**Textauszug**
>>>

# 2 SSD OCZ Vertex im RAID 0 extrem langsam



## biolippe (24. November 2009)

Servus Leute,

hab auf 2 OCZ 30 GB im RAID 0 Verbund Windows 7 Ultimate x64 installiert. Mein Mainboard ist ein ASUS Crosshair II. Das RAID läuft über den onboard controller. Ich hatte vorher das Betriebssystem auf einer SSD OCZ 30 GB installiert und die Benchmarks spuckten sehr gute Werte aus. Wenn ich mich noch erinnern kann waren es so um die 230-240 MB/s lesen. Nun im RAID 0 Verbund bekomme ich bestenfalls noch 140 MB/s hin. Wie kann das sein, dass eine SSD schneller ist als 2 im RAID 0 Verbund. Firmware ist bei beiden SSD 1.41. WIPER funktioniert auf RAID Verbunde nicht. Wäre um jeden Rat dankbar.

<<<

**Bereitgestellte Daten**
>>>

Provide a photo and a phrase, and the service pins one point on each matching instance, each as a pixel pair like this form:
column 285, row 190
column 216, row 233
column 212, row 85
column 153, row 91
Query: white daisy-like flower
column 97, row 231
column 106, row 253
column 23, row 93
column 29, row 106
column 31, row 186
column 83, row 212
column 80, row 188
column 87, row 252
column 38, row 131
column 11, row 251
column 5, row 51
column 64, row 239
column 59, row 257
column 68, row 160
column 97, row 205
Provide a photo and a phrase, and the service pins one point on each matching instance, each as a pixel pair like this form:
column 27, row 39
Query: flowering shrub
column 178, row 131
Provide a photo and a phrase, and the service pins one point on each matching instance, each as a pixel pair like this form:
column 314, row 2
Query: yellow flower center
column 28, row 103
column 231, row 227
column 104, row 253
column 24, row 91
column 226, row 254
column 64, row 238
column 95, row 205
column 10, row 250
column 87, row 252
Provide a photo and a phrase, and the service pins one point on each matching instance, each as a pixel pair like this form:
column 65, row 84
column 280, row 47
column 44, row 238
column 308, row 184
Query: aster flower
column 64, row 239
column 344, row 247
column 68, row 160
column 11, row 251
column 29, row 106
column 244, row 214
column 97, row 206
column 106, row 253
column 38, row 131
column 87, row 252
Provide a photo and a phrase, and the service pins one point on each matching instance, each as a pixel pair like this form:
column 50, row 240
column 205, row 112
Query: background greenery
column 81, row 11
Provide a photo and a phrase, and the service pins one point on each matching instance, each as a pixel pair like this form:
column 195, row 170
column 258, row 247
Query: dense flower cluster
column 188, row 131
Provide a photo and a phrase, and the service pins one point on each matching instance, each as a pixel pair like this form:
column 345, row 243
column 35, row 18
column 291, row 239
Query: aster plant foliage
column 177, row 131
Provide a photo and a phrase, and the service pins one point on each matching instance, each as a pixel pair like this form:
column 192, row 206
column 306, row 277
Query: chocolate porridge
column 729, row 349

<<<

**Aufgabenstellung A**
Liste alle Angaben mit der Einheit GB oder MB/s auf, die im Forenbeitrag zum SSD-RAID vorkommen.
**Aufgabenstellung B**
Welche Firmware-Version haben laut Forenbeitrag zum SSD-RAID die beiden SSDs?
**Aufgabenstellung C**
Schreibe den Forenbeitrag zum SSD-RAID im Anschluss an seinen letzten Satz weiter.
Die Datensätze stammen aus einer anderen Quelle.

**Endergebnis A**
30 GB, 230–240 MB/s, 140 MB/s

**Endergebnis B**
Beide SSDs haben die Firmware 1.41.

**Endergebnis C**
----------



## NicoOCZ (24. November 2009)

Hi,

ist die BIOS Version aktuell? Welche Treiberversion hast du? Womit testest du die Performance? Lass bitte mal ATTO laufen und poste einen Screenshot.


----------



## biolippe (24. November 2009)

BIOS Version ist die 2202, also die aktuelste von der ASUS Seite. nVidia Treiber benutz ich auch die neuesten von der nVidia Seite, die 15.49. Getestet habe ich mit Everest Disk Benchmark, ATTO und HD Tune. Alle haben so ungefähr 140 MB/s maximal angezeit. Nen Screenshot mach ich, sobald ich Daheim bin.


----------



## riedochs (24. November 2009)

Wenn du den Onbaord RAID Mist nutzt wäre das eine Erklärung für deine Geschwindigkeitsprobleme.


----------



## biolippe (24. November 2009)

beruht deine aussage auf irgendwelchen fakten oder zahlen? oder ist das nur eine objektive meinung von dir?


----------



## BengyDD (24. November 2009)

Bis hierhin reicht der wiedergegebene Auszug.